#### WHAT IS ASKED:
Please reproduce the lines of the material below verbatim, starting at the line that contains "the blue and" and stopping after the last line of the material, with both ends included.

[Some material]
☆ ☆ ☆ ☆ ☆

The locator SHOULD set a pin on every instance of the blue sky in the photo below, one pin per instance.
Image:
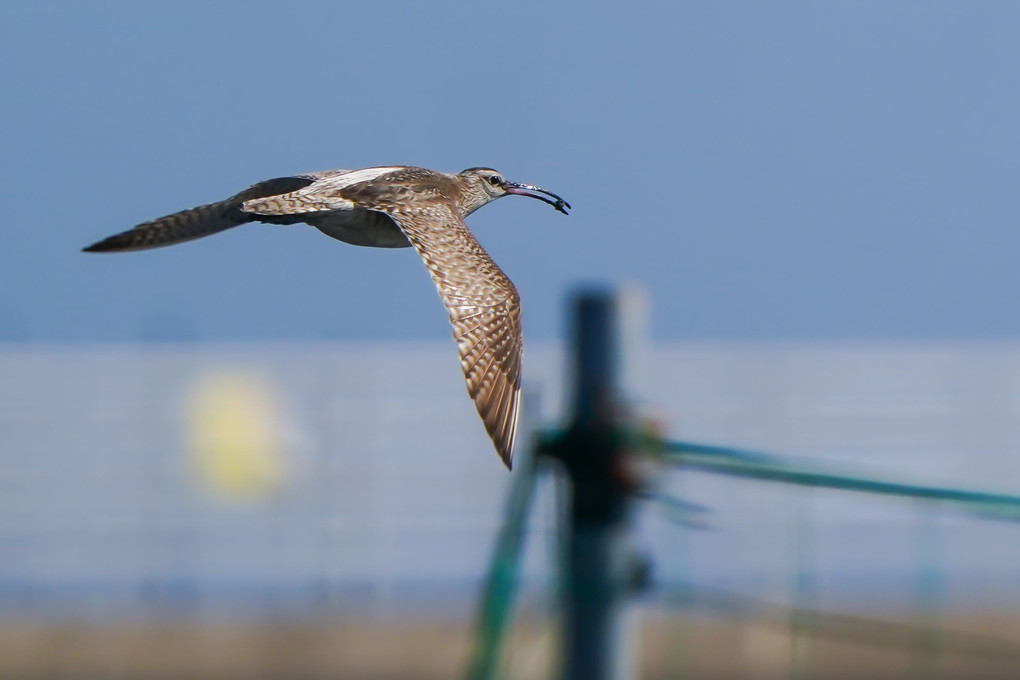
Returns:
(766, 170)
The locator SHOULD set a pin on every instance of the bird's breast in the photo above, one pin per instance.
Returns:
(361, 227)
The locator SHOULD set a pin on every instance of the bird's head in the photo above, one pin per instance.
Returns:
(483, 185)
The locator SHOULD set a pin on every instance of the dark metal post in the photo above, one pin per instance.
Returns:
(599, 561)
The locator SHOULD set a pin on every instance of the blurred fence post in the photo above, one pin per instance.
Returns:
(600, 564)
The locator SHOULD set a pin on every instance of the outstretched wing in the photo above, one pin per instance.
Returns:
(203, 220)
(485, 311)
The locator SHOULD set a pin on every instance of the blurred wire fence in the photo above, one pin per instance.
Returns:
(352, 482)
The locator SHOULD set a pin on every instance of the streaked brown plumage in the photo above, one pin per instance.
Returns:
(396, 207)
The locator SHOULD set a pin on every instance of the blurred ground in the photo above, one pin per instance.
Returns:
(987, 646)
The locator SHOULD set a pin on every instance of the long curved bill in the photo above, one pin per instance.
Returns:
(528, 191)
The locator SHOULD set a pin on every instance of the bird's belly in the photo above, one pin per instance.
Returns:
(361, 227)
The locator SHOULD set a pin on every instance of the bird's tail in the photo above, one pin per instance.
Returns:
(175, 228)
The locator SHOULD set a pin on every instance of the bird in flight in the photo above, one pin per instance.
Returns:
(396, 207)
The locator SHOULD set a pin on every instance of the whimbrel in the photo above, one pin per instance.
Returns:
(396, 207)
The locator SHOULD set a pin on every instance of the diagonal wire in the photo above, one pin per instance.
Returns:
(744, 463)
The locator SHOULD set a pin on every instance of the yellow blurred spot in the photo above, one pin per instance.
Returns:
(234, 435)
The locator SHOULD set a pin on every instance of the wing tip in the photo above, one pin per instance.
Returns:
(106, 246)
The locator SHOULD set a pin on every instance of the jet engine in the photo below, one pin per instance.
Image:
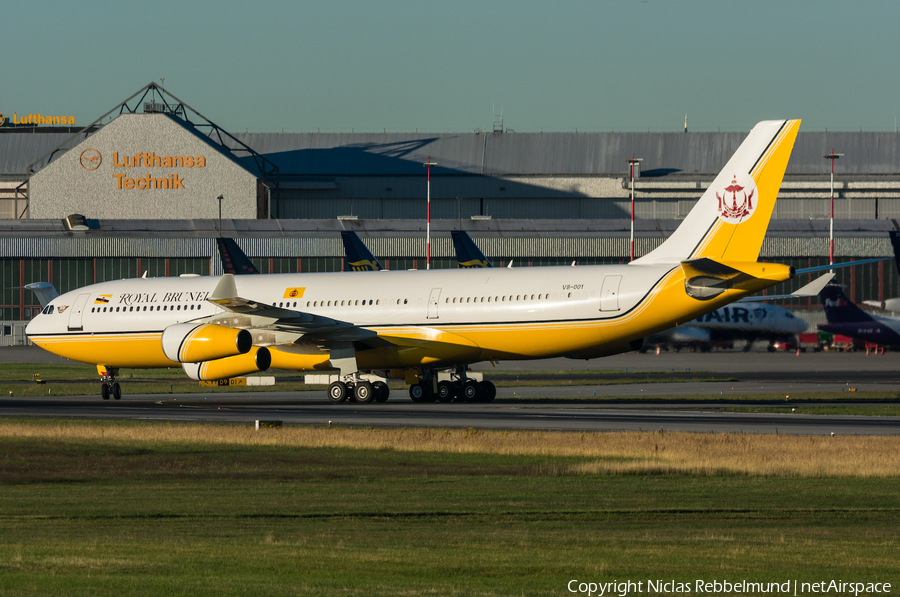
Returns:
(196, 342)
(257, 359)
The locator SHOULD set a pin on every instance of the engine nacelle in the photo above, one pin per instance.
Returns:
(257, 359)
(197, 342)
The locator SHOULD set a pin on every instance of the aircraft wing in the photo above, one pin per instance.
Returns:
(810, 290)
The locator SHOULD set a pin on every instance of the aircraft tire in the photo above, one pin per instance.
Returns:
(364, 392)
(472, 392)
(421, 392)
(382, 391)
(446, 392)
(337, 392)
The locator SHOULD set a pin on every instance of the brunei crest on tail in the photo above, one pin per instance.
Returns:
(737, 212)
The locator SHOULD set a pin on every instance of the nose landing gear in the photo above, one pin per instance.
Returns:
(109, 387)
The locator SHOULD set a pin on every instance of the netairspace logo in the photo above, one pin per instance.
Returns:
(722, 587)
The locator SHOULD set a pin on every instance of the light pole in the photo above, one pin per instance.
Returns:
(428, 165)
(220, 197)
(831, 156)
(633, 162)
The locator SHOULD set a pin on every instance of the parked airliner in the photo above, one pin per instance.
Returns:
(410, 324)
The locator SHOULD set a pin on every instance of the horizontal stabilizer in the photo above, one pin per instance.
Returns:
(810, 290)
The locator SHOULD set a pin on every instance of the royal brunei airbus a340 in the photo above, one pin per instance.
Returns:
(412, 324)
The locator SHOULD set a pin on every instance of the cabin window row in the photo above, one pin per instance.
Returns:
(350, 303)
(499, 299)
(144, 308)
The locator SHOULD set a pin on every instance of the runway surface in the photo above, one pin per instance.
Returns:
(315, 410)
(755, 372)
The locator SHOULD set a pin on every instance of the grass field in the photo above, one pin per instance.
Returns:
(101, 508)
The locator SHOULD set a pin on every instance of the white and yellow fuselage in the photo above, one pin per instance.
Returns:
(435, 318)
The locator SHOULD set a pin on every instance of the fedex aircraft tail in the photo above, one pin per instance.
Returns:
(359, 258)
(838, 308)
(729, 221)
(467, 252)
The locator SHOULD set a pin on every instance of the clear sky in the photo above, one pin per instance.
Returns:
(404, 65)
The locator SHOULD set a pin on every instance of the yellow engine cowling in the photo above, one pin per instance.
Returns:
(257, 359)
(197, 342)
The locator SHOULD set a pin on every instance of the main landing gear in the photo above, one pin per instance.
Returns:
(458, 388)
(358, 390)
(109, 387)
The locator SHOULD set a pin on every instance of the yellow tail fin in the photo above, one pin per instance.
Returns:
(729, 221)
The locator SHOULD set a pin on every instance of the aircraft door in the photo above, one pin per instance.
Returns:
(609, 293)
(433, 302)
(78, 311)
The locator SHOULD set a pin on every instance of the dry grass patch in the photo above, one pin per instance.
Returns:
(595, 453)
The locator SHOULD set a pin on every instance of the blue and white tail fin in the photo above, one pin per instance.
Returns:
(468, 254)
(729, 221)
(234, 261)
(359, 258)
(839, 308)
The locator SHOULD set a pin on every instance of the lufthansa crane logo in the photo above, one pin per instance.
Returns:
(90, 159)
(738, 200)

☆ ☆ ☆ ☆ ☆

#### WRITTEN ANSWER:
The locator SHOULD set a pin on every instance of the blue and white tail fin in the photo above, one pin per instance.
Returns:
(468, 254)
(729, 221)
(234, 261)
(359, 258)
(839, 308)
The locator SHOULD set a pin on every instance of the lufthansa crane logo in the photo above, one pin per instance.
Returns:
(90, 159)
(738, 200)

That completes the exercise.